### Your objective
Reproduce every line of the material below word for word, with nothing changed or left out.

### Stored rows
┏━━
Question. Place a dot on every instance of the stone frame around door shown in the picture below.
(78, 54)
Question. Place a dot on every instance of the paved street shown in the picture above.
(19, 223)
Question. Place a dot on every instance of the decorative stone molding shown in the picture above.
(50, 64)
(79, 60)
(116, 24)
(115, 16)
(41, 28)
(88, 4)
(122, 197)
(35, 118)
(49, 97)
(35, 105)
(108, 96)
┗━━
### Problem solution
Question. Place a dot on every instance of the stone frame around door shown in the picture below.
(78, 54)
Question. Place a dot on every instance of the paved street shown in the picture above.
(19, 223)
Question. Place a dot on every instance of the decorative stone molding shown in the picture above.
(50, 64)
(79, 60)
(116, 24)
(115, 16)
(41, 28)
(88, 4)
(122, 197)
(35, 118)
(49, 97)
(35, 105)
(108, 96)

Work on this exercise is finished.